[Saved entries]
*** Block opens ***

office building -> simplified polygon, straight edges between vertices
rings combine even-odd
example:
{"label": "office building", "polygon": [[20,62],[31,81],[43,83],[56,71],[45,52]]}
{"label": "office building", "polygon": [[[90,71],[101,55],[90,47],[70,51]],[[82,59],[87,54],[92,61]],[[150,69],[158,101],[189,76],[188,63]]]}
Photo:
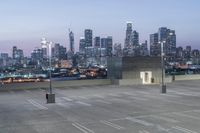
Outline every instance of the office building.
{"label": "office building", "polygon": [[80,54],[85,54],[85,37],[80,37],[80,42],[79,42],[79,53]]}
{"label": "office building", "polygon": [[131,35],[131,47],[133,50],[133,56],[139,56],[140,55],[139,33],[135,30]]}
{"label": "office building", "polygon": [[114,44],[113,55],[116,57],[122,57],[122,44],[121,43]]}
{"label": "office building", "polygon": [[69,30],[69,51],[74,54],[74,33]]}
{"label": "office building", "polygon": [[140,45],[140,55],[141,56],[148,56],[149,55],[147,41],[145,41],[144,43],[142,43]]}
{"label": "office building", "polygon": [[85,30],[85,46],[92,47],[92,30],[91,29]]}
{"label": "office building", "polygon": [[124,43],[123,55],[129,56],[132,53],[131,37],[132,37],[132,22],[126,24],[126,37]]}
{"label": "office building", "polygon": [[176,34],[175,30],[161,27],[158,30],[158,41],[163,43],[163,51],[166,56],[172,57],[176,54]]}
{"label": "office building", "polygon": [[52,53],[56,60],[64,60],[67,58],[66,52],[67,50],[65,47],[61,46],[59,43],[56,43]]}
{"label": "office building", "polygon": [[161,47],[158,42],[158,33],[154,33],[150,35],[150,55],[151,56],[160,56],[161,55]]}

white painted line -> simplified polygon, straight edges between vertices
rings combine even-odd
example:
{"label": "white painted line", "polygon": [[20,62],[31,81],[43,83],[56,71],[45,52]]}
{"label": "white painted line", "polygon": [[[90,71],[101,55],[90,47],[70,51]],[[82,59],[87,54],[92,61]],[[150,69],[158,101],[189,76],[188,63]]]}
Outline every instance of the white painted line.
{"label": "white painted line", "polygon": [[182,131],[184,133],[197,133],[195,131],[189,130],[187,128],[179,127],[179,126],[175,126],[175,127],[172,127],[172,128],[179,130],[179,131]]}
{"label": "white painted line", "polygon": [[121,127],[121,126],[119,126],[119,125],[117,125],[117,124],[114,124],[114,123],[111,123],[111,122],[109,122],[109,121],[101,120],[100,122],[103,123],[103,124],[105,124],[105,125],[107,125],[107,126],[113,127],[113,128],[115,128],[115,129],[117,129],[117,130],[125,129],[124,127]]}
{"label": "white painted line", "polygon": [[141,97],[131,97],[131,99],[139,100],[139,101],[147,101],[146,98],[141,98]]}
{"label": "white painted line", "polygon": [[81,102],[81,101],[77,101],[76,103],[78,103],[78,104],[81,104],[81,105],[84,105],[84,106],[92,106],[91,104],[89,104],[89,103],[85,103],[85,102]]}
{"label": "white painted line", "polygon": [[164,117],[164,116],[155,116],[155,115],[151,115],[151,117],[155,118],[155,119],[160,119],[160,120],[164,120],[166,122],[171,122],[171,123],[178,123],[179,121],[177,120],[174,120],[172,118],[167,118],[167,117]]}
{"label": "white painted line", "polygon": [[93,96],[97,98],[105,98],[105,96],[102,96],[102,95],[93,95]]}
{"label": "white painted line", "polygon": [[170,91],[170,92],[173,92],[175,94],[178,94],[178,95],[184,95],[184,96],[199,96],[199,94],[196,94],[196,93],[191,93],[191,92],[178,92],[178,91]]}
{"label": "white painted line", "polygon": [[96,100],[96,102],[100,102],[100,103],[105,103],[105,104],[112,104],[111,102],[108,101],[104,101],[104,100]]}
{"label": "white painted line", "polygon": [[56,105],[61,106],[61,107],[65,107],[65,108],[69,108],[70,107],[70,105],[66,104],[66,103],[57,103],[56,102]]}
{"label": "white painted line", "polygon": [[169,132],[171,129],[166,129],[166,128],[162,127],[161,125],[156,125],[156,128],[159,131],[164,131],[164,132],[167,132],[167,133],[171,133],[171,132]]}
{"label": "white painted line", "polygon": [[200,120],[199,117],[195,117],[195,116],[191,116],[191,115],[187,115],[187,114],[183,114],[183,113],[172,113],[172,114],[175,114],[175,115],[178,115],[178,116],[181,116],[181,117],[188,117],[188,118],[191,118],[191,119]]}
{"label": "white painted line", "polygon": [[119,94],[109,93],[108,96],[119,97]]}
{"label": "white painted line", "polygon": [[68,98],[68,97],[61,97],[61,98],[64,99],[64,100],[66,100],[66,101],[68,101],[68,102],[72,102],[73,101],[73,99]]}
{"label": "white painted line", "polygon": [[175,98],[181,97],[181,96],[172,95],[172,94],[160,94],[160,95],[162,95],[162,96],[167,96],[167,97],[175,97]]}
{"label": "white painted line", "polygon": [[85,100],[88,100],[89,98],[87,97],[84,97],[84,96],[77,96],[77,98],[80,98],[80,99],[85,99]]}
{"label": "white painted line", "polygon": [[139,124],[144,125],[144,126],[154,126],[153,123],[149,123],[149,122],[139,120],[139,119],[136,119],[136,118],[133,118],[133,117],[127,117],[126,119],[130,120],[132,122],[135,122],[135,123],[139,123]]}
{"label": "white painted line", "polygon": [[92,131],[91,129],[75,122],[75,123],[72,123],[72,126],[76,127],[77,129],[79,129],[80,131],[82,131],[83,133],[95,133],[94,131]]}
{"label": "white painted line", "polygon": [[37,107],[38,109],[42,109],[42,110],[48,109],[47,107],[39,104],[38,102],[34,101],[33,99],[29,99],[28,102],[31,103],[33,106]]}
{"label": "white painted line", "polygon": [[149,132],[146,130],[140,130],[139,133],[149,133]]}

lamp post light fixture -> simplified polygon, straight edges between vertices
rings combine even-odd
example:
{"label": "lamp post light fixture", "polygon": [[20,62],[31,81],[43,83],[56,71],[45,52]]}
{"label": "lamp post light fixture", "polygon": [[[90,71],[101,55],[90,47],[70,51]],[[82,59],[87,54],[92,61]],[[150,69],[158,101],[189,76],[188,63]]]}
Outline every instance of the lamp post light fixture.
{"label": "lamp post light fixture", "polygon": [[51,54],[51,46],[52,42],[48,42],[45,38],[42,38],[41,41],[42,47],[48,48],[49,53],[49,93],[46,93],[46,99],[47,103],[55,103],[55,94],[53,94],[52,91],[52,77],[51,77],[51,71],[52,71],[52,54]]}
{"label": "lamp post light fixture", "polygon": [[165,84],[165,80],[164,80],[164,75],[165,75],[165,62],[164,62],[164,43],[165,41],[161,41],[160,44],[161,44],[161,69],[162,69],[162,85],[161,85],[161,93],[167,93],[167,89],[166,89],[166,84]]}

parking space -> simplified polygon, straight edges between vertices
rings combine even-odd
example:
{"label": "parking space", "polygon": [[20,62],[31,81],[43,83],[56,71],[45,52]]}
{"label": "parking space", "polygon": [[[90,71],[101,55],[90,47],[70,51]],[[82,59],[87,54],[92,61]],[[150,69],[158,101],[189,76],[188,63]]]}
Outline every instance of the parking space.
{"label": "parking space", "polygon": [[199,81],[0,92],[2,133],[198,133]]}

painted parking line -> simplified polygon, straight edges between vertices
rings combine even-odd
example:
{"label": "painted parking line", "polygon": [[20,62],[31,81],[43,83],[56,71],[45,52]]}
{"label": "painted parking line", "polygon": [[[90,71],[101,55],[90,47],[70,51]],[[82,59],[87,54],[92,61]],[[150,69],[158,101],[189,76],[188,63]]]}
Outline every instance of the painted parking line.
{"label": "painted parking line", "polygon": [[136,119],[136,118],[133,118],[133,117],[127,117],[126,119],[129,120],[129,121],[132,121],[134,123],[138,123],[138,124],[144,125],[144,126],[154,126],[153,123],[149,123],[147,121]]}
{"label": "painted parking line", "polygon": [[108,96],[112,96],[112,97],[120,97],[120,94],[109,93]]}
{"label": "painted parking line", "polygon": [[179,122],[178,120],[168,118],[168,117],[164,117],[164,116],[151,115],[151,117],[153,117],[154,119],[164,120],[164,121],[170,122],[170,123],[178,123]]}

*** Block closes ***

What is needed is each line of the entries that contains the word "simplified".

office building -> simplified polygon, straight edges between vertices
white painted line -> simplified polygon, straight edges between vertices
lamp post light fixture -> simplified polygon, straight edges between vertices
parking space -> simplified polygon, straight edges between vertices
painted parking line -> simplified polygon, straight edges between vertices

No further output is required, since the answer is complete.